▶ **Dataset rows**:

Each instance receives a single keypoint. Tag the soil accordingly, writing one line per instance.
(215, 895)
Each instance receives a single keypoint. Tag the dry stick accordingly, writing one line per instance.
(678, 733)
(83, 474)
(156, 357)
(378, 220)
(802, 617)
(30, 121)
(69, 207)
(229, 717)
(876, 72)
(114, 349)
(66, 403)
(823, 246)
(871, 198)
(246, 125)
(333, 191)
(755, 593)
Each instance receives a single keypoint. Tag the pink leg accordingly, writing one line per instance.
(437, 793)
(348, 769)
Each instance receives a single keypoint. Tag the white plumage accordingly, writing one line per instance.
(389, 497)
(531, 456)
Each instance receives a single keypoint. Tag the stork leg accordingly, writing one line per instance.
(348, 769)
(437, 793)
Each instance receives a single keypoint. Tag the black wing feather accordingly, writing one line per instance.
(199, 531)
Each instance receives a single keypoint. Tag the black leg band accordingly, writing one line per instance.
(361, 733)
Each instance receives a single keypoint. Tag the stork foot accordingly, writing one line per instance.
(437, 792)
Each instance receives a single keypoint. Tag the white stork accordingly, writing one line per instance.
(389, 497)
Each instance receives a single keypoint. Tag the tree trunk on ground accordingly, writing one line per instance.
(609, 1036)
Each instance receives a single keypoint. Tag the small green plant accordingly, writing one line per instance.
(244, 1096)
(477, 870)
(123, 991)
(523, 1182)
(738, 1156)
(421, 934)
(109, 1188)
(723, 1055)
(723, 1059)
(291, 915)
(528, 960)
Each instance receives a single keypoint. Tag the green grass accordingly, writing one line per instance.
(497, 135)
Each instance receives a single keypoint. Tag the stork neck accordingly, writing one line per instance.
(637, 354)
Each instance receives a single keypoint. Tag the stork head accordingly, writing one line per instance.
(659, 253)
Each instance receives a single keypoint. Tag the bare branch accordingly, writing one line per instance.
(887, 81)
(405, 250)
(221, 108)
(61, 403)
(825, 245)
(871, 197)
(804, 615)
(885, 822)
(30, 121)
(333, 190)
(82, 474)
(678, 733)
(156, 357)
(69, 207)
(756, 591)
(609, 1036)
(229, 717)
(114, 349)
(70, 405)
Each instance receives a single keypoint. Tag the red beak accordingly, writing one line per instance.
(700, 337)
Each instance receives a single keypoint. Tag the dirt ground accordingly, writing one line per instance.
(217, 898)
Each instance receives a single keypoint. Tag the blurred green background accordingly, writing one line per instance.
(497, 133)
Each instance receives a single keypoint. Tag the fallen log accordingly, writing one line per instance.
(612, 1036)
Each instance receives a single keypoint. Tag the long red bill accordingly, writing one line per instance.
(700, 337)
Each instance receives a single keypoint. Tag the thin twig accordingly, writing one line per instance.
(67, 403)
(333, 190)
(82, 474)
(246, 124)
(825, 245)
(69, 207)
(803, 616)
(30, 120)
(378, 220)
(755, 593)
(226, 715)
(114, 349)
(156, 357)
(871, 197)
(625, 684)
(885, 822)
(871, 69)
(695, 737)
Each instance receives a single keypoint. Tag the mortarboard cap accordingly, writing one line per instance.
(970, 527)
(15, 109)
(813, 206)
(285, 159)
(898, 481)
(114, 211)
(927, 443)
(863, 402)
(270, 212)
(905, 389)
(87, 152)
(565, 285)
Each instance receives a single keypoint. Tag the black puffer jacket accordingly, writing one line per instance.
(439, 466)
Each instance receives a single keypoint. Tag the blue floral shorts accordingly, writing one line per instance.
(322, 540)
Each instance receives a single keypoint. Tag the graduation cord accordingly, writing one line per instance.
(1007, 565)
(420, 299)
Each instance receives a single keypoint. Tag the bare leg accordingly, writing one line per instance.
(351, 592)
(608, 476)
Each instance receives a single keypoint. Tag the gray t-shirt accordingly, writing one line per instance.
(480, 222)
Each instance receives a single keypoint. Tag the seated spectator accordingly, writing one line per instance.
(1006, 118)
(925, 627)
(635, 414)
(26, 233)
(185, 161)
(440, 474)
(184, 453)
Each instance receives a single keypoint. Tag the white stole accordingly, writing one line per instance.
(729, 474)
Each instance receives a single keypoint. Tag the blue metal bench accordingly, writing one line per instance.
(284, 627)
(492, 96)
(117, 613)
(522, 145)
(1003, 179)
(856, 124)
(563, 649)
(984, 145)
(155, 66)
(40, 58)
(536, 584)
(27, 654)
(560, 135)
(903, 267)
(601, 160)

▶ **Problem statement**: Rewrite all of the records above, replacing "keypoint" with "marker" wherever it occurs. Leave everything else as it is.

▶ **Right answer**:
Each instance receives a single marker. Tag the soil accordingly, writing one line per instance.
(215, 895)
Each instance receives a single marker. Tag the dry stick accordingly, writing one line per instance.
(678, 733)
(83, 474)
(156, 357)
(378, 220)
(802, 617)
(30, 121)
(69, 207)
(229, 717)
(876, 72)
(114, 349)
(66, 403)
(823, 246)
(871, 198)
(246, 125)
(333, 191)
(755, 593)
Each instance receives a single marker. Tag the pink leg accordingly, writing one line per instance.
(437, 793)
(348, 769)
Each instance receives a single marker. Tag the white plumage accordingly, writing one line per instance.
(389, 497)
(531, 456)
Each instance receives a single marker. Tag the stork leg accordingly, writing one line per instance.
(348, 769)
(437, 793)
Each instance receives a single marker. Tag the black wing feather accordingly, writing one line per instance.
(199, 531)
Each instance receives a single marker. Tag the black leg band accordingly, writing one line per instance.
(361, 733)
Each instance receives a single marker. Tag the stork foot accordingly, writing one line per instance.
(437, 792)
Each instance receives a single marker. Tag the white stork accordingly, writing one line per instance.
(389, 497)
Each instance receives a single marker. Tag the tree trunk on ground accordingly, writing one line per instance.
(609, 1036)
Each instance receives a single marker. Tag the small green plant accordingly, writing one line per instance.
(244, 1096)
(477, 870)
(123, 991)
(523, 1182)
(738, 1156)
(421, 934)
(109, 1188)
(723, 1055)
(723, 1059)
(291, 915)
(528, 960)
Each instance receives a single marker. Tag the green grass accordingly, writing one line per instance.
(497, 135)
Each instance receives a single marker. Tag the stork neck accordingly, writing one line per instance.
(637, 354)
Each instance receives a single marker. Tag the stork head accordingly, writing one line per instance.
(659, 253)
Each instance receives a single marker. Tag the bare branch accordingly, writing one line per instance.
(887, 81)
(405, 250)
(221, 108)
(61, 403)
(825, 245)
(871, 197)
(804, 615)
(885, 822)
(30, 121)
(333, 190)
(82, 474)
(678, 733)
(156, 357)
(69, 207)
(756, 591)
(609, 1036)
(229, 717)
(114, 349)
(70, 405)
Each instance receives a single marker. Tag the red beak accordingly, writing one line per instance.
(700, 337)
Each instance receives a single marker. Tag the dirt ground accordingly, writing one line per instance.
(217, 898)
Each instance receives a single marker. Tag the blurred green background accordingly, writing one line per instance.
(497, 133)
Each instance receives a single marker. Tag the fallen log accordingly, writing one line per instance.
(612, 1036)
Each instance receives a single marker. Tag the long red bill accordingly, writing one line per instance.
(700, 337)
Each instance receives a single marker. Tag the thin twig accordingly, writing one line per instance.
(67, 403)
(333, 190)
(82, 474)
(246, 124)
(825, 245)
(69, 207)
(803, 616)
(30, 120)
(378, 220)
(755, 593)
(226, 715)
(114, 349)
(156, 357)
(871, 197)
(625, 684)
(885, 822)
(871, 69)
(695, 737)
Each instance receives a single marker. Tag the mortarboard cap accordingly, writing one line per instance.
(970, 527)
(15, 109)
(813, 206)
(285, 159)
(898, 481)
(114, 211)
(927, 443)
(863, 402)
(270, 212)
(905, 389)
(87, 152)
(565, 285)
Each instance receives a single marker. Tag the black puffer jacket accordingly, writing one line per instance.
(439, 466)
Each instance receives a single marker. Tag the blue floral shorts accordingly, writing one line per instance.
(322, 540)
Each instance receives a single marker. Tag the graduation cord accordingly, writing one line per instance.
(1007, 565)
(420, 299)
Each instance receives a single marker. Tag the bare leg accordingly, writing one line per instance.
(351, 592)
(608, 476)
Each instance receives a single marker. Tag the gray t-shirt accordingly, writing one line per instance.
(480, 222)
Each instance receives a single marker. Tag the seated spectator accordingly, writing one line per instance.
(1006, 118)
(925, 627)
(635, 414)
(26, 233)
(185, 161)
(440, 474)
(184, 453)
Each instance receives a single marker. Tag the white stole accordingly, writing one line per instance.
(729, 474)
Each instance receives a single marker. Tag the blue metal bench accordingly, writing one line per instance.
(284, 627)
(492, 96)
(117, 613)
(522, 145)
(1003, 179)
(856, 124)
(563, 649)
(984, 145)
(155, 66)
(40, 58)
(536, 584)
(27, 654)
(560, 135)
(903, 267)
(601, 160)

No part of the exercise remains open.